### [What the task requires]
Can you copy every line of the listing below, changing each "The service" to "The labeler" and leaving everything else as it is?

····················

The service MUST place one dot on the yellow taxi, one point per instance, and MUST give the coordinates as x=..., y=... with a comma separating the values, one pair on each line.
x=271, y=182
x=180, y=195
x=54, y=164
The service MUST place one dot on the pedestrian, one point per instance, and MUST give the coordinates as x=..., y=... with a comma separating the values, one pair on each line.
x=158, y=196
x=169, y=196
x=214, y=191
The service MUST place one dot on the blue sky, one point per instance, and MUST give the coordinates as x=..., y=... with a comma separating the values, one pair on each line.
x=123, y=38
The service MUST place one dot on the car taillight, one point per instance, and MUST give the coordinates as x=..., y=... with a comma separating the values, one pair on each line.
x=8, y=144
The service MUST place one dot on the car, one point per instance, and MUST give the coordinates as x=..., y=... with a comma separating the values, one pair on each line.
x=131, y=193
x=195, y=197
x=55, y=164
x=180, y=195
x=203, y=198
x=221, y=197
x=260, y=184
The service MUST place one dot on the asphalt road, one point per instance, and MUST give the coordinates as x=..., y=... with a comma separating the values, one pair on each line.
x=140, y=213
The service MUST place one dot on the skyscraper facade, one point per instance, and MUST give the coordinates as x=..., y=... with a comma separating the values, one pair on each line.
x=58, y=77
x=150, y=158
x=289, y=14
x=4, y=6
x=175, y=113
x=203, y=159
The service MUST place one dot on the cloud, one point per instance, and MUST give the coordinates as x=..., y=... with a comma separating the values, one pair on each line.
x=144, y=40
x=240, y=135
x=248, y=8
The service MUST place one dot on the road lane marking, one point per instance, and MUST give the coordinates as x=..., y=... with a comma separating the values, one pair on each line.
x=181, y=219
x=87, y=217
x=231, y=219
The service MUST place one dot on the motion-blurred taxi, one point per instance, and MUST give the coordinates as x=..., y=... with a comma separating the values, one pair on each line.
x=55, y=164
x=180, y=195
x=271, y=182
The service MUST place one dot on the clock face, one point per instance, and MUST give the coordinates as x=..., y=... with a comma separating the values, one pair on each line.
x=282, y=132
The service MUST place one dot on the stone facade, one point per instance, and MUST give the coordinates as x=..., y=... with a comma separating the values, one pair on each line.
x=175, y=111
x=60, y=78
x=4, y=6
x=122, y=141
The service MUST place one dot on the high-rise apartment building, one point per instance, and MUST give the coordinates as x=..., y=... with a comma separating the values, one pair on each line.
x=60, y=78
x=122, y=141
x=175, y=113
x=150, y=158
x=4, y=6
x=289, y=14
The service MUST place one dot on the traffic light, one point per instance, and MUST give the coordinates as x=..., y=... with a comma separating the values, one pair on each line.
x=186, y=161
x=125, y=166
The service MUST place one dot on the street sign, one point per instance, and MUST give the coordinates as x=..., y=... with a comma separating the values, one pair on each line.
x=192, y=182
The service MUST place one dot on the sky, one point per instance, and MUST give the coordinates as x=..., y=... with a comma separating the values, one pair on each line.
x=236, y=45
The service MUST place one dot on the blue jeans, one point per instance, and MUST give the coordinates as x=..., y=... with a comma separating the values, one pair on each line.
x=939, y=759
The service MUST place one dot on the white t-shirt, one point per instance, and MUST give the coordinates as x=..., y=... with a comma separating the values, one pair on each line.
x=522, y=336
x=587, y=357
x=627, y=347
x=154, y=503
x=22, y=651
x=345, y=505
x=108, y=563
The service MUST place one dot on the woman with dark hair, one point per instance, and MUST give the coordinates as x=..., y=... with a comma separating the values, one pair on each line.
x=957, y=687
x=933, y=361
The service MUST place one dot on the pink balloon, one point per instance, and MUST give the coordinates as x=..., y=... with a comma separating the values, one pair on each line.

····················

### [Solved problem]
The labeler MUST place one dot on the yellow taxi, one point per instance, and MUST give the coordinates as x=..., y=... with a comma separating the values, one pair on each line.
x=271, y=182
x=180, y=195
x=54, y=164
The labeler MUST place one dot on the pedestrian, one point per instance, and MUST give the coordinates as x=..., y=... with a comma separating the values, one pair on each line.
x=158, y=196
x=169, y=196
x=214, y=191
The labeler MUST place one dot on the blue sky, one point per instance, and MUST give the coordinates as x=..., y=... with a comma separating the values, one pair on each line.
x=123, y=38
The labeler MUST place one dot on the car taillight, one point per instance, and MUST give the coordinates as x=..., y=... with a comma separating the values, one pair on each line.
x=8, y=144
The labeler MUST place one dot on the car, one point per instance, and MUST give the coordinates as x=..., y=... with a comma separating the values, one pair on each line.
x=131, y=193
x=195, y=197
x=55, y=164
x=180, y=195
x=203, y=198
x=221, y=197
x=260, y=184
The labeler MUST place one dot on the asphalt road, one point per instance, and MUST give the coordinates as x=..., y=... with a comma separating the values, one pair on each line.
x=140, y=213
The labeler MUST place one dot on the skyscraper facade, one point per instance, and MUST give the coordinates as x=..., y=... with a comma separating the values, one pair on each line.
x=58, y=77
x=150, y=158
x=289, y=14
x=4, y=6
x=175, y=113
x=203, y=159
The labeler MUST place one dot on the cloud, one point per instance, and MUST give the coordinates as x=..., y=... with a comma separating the values, one pair on each line.
x=144, y=40
x=240, y=135
x=248, y=8
The labeler MUST place one dot on the road lane marking, one point per instance, and MUST give the coordinates as x=..., y=... with a comma separating the values, one pair on each line.
x=181, y=219
x=87, y=217
x=231, y=219
The labeler MUST place one dot on the motion-blurred taxi, one point per instance, and MUST give the coordinates as x=..., y=... with a comma separating the values, one pair on each line.
x=55, y=164
x=180, y=195
x=271, y=182
The labeler MUST place one dot on the clock face, one point per instance, and MUST give the coordinates as x=..., y=... with a comma separating the values, one pair on each line.
x=282, y=132
The labeler MUST place one dot on the stone facade, one point per instance, and MUST give the coordinates as x=..., y=... with a comma separating the values, one pair on each line.
x=175, y=111
x=60, y=78
x=4, y=6
x=122, y=141
The labeler MUST place one dot on the high-rise apartment building, one point per instance, and MUST give the coordinates as x=..., y=... with a comma separating the values, one pair on each line.
x=60, y=78
x=122, y=141
x=175, y=113
x=150, y=158
x=4, y=6
x=289, y=14
The labeler MUST place one dot on the traffic light, one point per instance, and MUST give the coordinates as x=..., y=... with a comma separating the values, one pair on each line.
x=186, y=161
x=125, y=166
The labeler MUST place one dot on the street sign, one point per instance, and MUST give the coordinates as x=..., y=... with a comma separating the values, one pair on each line.
x=192, y=182
The labeler MUST place one dot on the sky, one point per instance, and MUST give the coordinates as x=..., y=... with a comma separating the values, one pair on each line.
x=236, y=45
The labeler MUST place one dot on the blue jeans, one point per instance, and MUST give the coordinates as x=..., y=... with a comma separating the values, one pair on each line.
x=939, y=759
The labeler MUST place one dot on the white t-shirt, one point per instance, and MUST give the coordinates as x=..., y=... with a comma separating the values, one pair on each line.
x=522, y=336
x=587, y=357
x=627, y=347
x=154, y=503
x=22, y=651
x=345, y=505
x=108, y=563
The labeler MUST place one dot on the woman with dark hair, one point per instance, and MUST give the coordinates as x=..., y=... with a comma separating the values, one pair on each line.
x=957, y=687
x=933, y=361
The labeler MUST place one dot on the pink balloon, one point per instance, and MUST give the coordinates as x=..., y=... with a comma separating the values, one pair on each line.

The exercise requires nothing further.